§ **Entries from a point annotation set**:
================

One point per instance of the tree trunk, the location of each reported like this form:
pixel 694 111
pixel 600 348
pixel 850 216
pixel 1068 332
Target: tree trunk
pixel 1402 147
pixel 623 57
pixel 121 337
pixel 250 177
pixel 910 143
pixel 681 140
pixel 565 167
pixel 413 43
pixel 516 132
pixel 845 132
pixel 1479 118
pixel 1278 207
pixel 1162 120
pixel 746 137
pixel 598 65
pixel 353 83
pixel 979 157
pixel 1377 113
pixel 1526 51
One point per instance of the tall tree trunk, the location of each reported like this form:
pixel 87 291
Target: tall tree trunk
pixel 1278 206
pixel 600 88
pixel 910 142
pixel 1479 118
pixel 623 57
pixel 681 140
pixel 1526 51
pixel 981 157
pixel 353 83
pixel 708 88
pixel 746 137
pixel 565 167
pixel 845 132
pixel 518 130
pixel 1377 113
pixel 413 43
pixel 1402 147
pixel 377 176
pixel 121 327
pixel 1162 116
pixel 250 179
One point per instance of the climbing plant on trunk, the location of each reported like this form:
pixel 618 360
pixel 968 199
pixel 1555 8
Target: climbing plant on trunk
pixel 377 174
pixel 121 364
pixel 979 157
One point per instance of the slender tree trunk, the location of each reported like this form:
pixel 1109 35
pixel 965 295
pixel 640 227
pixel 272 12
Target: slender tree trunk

================

§ **WORK TO COMPLETE**:
Write out all of the listing again, line for line, without changing anything.

§ **WRITTEN RESPONSE**:
One point per instance of the tree trunk, the location of each reported like this form:
pixel 694 111
pixel 600 348
pixel 850 216
pixel 1068 332
Target: tree trunk
pixel 1402 147
pixel 623 57
pixel 121 337
pixel 250 177
pixel 910 143
pixel 681 140
pixel 565 167
pixel 413 43
pixel 516 132
pixel 845 132
pixel 1479 118
pixel 1278 207
pixel 1162 120
pixel 746 137
pixel 598 65
pixel 353 83
pixel 979 157
pixel 1377 113
pixel 1526 51
One point per instance of the tall tree trunk, the location of each reported like this form:
pixel 87 291
Target: tall tree trunk
pixel 1278 206
pixel 600 88
pixel 910 142
pixel 1479 118
pixel 623 57
pixel 681 140
pixel 1526 51
pixel 981 157
pixel 353 83
pixel 708 88
pixel 746 137
pixel 565 167
pixel 845 132
pixel 518 130
pixel 1377 113
pixel 413 43
pixel 1402 147
pixel 377 176
pixel 121 327
pixel 1162 116
pixel 250 179
One point per instance of the climbing plant on trunk, the location of each reported like this form:
pixel 618 360
pixel 968 199
pixel 1555 8
Target: climbing plant on trunk
pixel 377 174
pixel 121 364
pixel 979 157
One point per instance of the slender tree trunk, the location of each reported like this form:
pixel 1109 35
pixel 965 295
pixel 640 227
pixel 272 12
Target: slender tree trunk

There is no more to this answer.